___ Records shown

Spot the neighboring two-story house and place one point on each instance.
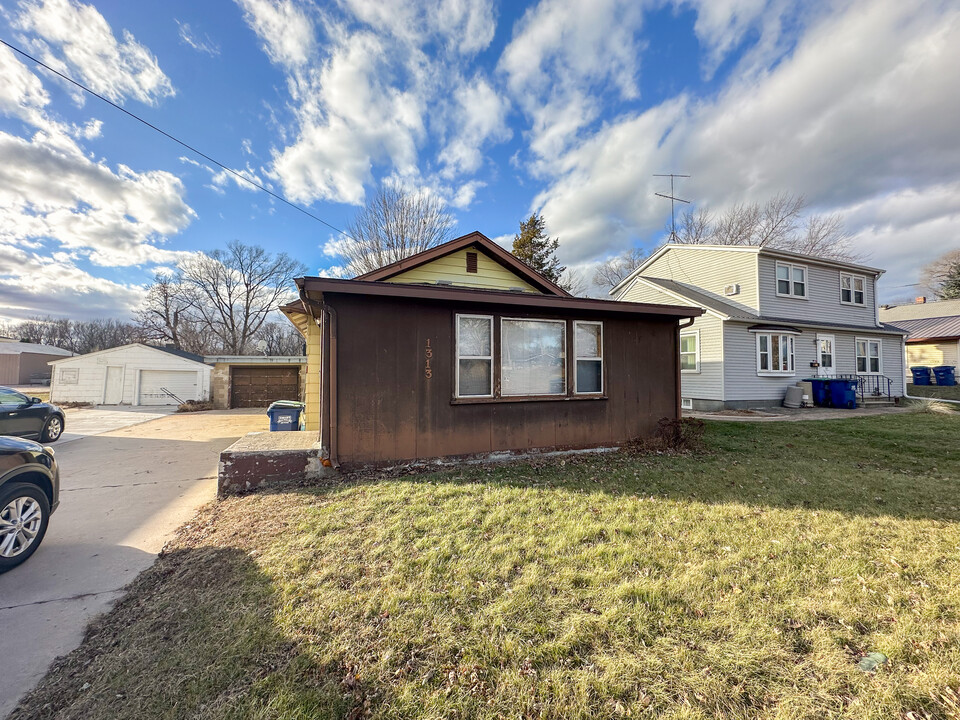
(771, 318)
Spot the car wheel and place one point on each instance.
(24, 514)
(53, 429)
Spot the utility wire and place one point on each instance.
(175, 139)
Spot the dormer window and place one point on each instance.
(791, 280)
(851, 289)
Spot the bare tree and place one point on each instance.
(231, 293)
(611, 273)
(394, 224)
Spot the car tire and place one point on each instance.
(24, 515)
(53, 429)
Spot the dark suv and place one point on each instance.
(22, 416)
(29, 493)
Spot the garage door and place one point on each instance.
(156, 386)
(260, 386)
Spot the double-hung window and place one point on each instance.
(852, 289)
(474, 356)
(775, 354)
(588, 344)
(533, 357)
(791, 280)
(869, 359)
(690, 352)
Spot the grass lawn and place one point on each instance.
(944, 392)
(744, 582)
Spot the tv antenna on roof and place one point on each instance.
(672, 199)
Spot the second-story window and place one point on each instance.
(851, 289)
(791, 280)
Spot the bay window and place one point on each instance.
(775, 354)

______

Without including any pictures, please restate all the records exactly.

### Output for this exercise
Spot the neighboring two-story house and place one point on each instance.
(771, 318)
Spot the car wheel and place one point on each instance.
(24, 514)
(53, 429)
Spot the utility wire and place one point on each instance.
(175, 139)
Spot the dormer window and place one point on each instance.
(791, 280)
(851, 289)
Spot the bare tree and place one point on each instance.
(231, 293)
(611, 273)
(394, 224)
Spot the car tire and place one point on each instance.
(24, 515)
(53, 429)
Spot the dark suv and place one point on each instance.
(22, 416)
(29, 493)
Spot the garage door and place one point on each instance.
(156, 386)
(260, 386)
Spot the double-hung window and place one point on each instance.
(852, 289)
(474, 356)
(775, 354)
(588, 344)
(533, 357)
(791, 280)
(869, 359)
(690, 352)
Spot the grass lawn and place one point on each instance.
(944, 392)
(744, 582)
Spot the tv antenna on roof and place one point on each instance.
(672, 199)
Spot the second-story window and place one point on each instance.
(851, 289)
(791, 280)
Spot the bay window and place one point on each instance.
(775, 354)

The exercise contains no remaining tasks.